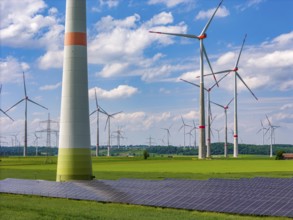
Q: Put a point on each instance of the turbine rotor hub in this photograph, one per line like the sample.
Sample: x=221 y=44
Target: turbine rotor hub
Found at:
x=203 y=36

WHAT IS EXPECTED.
Please copy out the listing above line by line, adding 131 to each coordinate in the answers. Leave the pictures out of your response.

RESPONSE TO THE TASK.
Q: Put a point on each instance of the turbine rotor hub in this photograph, one per line like the sample.
Sample: x=221 y=44
Target: turbine rotor hub
Found at:
x=334 y=167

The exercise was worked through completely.